### AVAILABLE DATA
* * * * *
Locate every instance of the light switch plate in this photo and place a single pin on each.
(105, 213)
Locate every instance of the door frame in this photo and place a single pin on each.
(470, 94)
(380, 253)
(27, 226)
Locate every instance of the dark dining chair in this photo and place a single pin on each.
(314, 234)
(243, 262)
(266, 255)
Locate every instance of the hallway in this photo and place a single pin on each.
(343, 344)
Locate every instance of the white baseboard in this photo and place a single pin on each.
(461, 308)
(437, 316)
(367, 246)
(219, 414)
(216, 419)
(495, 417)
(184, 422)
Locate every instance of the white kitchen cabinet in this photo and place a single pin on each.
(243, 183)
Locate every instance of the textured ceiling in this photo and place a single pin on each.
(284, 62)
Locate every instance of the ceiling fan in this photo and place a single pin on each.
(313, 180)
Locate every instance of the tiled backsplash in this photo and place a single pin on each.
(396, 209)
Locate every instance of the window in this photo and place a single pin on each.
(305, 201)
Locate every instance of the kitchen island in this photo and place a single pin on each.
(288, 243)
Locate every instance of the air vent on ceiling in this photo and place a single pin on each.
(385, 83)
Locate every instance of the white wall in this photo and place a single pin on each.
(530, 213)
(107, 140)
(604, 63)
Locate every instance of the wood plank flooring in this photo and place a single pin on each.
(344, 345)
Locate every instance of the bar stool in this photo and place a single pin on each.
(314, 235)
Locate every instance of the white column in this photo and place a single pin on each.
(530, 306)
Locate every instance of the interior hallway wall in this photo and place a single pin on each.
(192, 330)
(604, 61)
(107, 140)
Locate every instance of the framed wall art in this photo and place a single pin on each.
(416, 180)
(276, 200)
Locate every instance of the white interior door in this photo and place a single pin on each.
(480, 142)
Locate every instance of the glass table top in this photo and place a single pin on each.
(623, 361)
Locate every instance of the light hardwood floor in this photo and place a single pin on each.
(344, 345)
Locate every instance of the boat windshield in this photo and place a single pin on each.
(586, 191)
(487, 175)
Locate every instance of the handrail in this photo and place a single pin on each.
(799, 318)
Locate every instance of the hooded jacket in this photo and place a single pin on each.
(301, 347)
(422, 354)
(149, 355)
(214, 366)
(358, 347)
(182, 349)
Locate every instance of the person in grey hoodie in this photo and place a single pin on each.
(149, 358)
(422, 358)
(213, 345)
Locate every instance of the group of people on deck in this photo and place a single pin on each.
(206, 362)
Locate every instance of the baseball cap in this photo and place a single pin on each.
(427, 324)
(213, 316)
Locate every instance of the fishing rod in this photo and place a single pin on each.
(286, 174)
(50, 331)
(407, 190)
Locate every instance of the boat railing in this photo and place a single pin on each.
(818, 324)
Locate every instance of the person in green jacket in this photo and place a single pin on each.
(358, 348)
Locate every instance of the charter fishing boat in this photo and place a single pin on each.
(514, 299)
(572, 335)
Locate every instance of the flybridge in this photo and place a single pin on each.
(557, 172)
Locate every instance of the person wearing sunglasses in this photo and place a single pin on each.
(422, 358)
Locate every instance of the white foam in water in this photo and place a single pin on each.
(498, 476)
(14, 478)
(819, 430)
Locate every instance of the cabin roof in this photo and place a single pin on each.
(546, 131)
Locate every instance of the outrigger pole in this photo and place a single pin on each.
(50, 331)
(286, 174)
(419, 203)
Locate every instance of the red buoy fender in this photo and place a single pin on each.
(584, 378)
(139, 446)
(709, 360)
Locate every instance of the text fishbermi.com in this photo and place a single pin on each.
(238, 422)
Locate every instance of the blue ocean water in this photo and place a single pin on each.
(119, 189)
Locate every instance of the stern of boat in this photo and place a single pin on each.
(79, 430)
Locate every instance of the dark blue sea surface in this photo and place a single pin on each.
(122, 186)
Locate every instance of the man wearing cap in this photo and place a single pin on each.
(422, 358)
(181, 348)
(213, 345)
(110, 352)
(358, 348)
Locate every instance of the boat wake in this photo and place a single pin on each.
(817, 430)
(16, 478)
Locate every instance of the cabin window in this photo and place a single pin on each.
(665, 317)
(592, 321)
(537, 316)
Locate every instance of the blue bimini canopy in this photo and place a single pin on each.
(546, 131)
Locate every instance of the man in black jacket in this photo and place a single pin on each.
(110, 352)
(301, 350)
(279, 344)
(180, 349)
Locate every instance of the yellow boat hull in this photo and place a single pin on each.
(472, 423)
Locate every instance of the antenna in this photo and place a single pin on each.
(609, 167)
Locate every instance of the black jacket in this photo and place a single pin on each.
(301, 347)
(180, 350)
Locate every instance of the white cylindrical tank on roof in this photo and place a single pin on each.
* * * * *
### TASK PROMPT
Reproduce without alteration the rows from the line containing "Locate every instance of the boat wake" through the last row, including both of those lines.

### COMPLETED EXERCISE
Locate every instance of the boat wake in this photo and place a single pin on each.
(817, 430)
(16, 478)
Locate every instance of the cabin window in this photo and place a single pin on each.
(665, 317)
(592, 321)
(537, 316)
Locate every instance of the blue bimini canopy in this photo and place a single pin on each.
(546, 131)
Locate every instance of the man in black jacket in this photo and place a single pin on each.
(110, 352)
(301, 350)
(279, 344)
(180, 349)
Locate every instance of the yellow boat hull in this photo and place a single pin on each.
(472, 423)
Locate every instance of the antenna in this photo and place a single pin on each.
(609, 167)
Locate every instance of the black jacket in this photo and place a single pin on each.
(301, 347)
(180, 350)
Locate every instance of the white cylindrical tank on roof in this photo and place a single pin on each.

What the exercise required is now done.